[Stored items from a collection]
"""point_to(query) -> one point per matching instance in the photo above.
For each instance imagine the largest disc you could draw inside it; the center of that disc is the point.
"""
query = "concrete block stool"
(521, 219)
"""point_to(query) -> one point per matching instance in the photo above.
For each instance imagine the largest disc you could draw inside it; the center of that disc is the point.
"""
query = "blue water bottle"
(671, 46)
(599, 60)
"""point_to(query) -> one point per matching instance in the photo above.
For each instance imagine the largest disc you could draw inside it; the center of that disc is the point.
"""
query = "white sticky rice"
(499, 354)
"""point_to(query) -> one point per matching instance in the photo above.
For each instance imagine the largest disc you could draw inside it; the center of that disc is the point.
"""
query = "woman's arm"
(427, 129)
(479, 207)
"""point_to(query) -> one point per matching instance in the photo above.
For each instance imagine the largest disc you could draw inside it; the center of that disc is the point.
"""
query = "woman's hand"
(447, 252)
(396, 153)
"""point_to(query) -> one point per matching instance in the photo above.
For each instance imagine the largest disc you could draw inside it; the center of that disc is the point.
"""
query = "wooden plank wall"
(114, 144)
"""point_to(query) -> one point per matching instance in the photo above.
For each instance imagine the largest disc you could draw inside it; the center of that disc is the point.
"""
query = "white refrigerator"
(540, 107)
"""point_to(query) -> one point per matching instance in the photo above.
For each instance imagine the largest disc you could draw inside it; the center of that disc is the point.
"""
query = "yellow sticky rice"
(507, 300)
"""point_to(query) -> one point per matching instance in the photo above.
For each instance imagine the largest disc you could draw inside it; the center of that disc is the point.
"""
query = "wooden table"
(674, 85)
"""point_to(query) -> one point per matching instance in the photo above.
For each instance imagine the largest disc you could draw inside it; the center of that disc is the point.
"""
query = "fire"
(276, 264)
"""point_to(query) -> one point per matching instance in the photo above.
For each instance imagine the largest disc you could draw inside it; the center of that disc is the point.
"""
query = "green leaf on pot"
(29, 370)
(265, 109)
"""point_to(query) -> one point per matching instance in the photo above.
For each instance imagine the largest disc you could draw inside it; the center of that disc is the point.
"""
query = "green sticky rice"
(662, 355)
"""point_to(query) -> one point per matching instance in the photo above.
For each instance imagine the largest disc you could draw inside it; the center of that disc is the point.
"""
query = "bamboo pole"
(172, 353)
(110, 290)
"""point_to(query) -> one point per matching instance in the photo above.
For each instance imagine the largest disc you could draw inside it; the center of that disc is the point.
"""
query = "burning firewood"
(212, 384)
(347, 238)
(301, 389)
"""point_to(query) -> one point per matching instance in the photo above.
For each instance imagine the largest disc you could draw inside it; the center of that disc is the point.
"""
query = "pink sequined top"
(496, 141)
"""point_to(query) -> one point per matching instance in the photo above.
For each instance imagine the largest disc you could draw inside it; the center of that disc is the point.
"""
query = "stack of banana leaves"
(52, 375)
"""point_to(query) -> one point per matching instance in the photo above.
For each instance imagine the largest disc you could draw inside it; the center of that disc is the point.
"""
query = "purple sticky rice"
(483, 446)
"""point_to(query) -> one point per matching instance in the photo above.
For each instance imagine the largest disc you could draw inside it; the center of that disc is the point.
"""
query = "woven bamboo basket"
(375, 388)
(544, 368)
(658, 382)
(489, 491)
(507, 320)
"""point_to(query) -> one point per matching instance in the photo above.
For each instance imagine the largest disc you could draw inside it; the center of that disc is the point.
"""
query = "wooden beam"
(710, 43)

Task details -
What is needed is an exact copy of every entry.

Response to the exercise -
"""point_to(query) -> one point per matching instance in the photo above.
For each instance imagine the largest disc you could draw inside it; the center of that disc is the point.
"""
query = "concrete block stool"
(521, 219)
"""point_to(query) -> one point per matching instance in the photo above.
For each instance imagine the largest disc you could draw inside it; the center of that disc is the point.
"""
query = "blue water bottle"
(671, 46)
(599, 60)
"""point_to(query) -> one point per matching instance in the photo above.
For each instance imagine the largest disc you could draw inside it; the center of that disc is the point.
"""
query = "white sticky rice"
(499, 354)
"""point_to(query) -> one point per matching instance in the photo above.
For each instance imagine the largest disc you could draw inside it; the center of that disc is the point.
"""
query = "woman's arm"
(427, 129)
(479, 207)
"""point_to(query) -> one point per matching instance in the photo above.
For each instance imagine the largest disc you could draw inside it; the center of that disc is the point.
"""
query = "woman's hand"
(447, 252)
(396, 153)
"""point_to(query) -> one point per matching instance in the photo above.
For each instance imagine the largest disc you could draw inside it; the center of that disc is the point.
"""
query = "wooden plank wall"
(114, 144)
"""point_to(query) -> one point per matching instance in the photo above.
For each instance imagine the largest disc you could draw inside it; the center of that disc is the point.
"""
query = "white refrigerator"
(540, 107)
"""point_to(query) -> one point per matching instance in the photo above.
For each instance imagine the largest disc you could draw inside it; the center of that disc is the point.
"""
query = "yellow sticky rice"
(507, 300)
"""point_to(query) -> one point per matching instance in the photo above.
For each instance imagine the largest disc you could draw inside it; the center of that disc is the point.
"""
query = "wooden table"
(674, 85)
"""point_to(query) -> one point per matching instance in the photo above.
For each instance imagine the largest disc you could draw inside it; the center of that disc is the point.
"""
query = "fire"
(276, 264)
"""point_to(query) -> one point per matching instance in the photo above.
For each instance imagine the largest disc you could draw inside it; the center of that disc is the point.
"""
query = "green leaf on pot"
(29, 370)
(265, 109)
"""point_to(query) -> one point per matching instance in the photo above.
For each instance imagine the largest disc you could draw inside it; the center of that disc is the point.
"""
query = "green sticky rice"
(662, 355)
"""point_to(query) -> one point per matching instance in the photo above.
For each instance imagine the largest disc you could draw inside it; the center of that disc is the point.
"""
query = "bamboo pole"
(172, 353)
(110, 290)
"""point_to(query) -> one point per matching instance in the photo above.
For each instance imagine the largest disc you could draw inside it; the center of that disc is the point.
"""
query = "burning firewood"
(212, 384)
(347, 238)
(301, 389)
"""point_to(query) -> one point per matching instance in the photo above.
For each instance imagine the largest disc you could draw inside it; the center of that disc is the point.
"""
query = "pink sequined top"
(496, 141)
"""point_to(query) -> one point per matching instance in the photo above.
For each instance imagine the largest disc you could draw inside it; the center of that disc is the point.
"""
query = "stack of banana leaves"
(52, 375)
"""point_to(query) -> one point per matching instance in the photo above.
For each instance imagine the largest disc you could draw inside it; the center of that disc is the point.
"""
query = "purple sticky rice"
(483, 446)
"""point_to(query) -> one point per matching instance in the photo above.
For each instance imagine the largest disc you could draw inside it; the center of that disc is the point.
"""
query = "woven bamboo basket"
(375, 388)
(544, 368)
(658, 382)
(489, 491)
(507, 320)
"""point_to(query) -> one point per matching instance in the photo above.
For each instance imagine the largest disc you could draw inside it; the center of that disc is the point.
"""
query = "wooden beam"
(710, 43)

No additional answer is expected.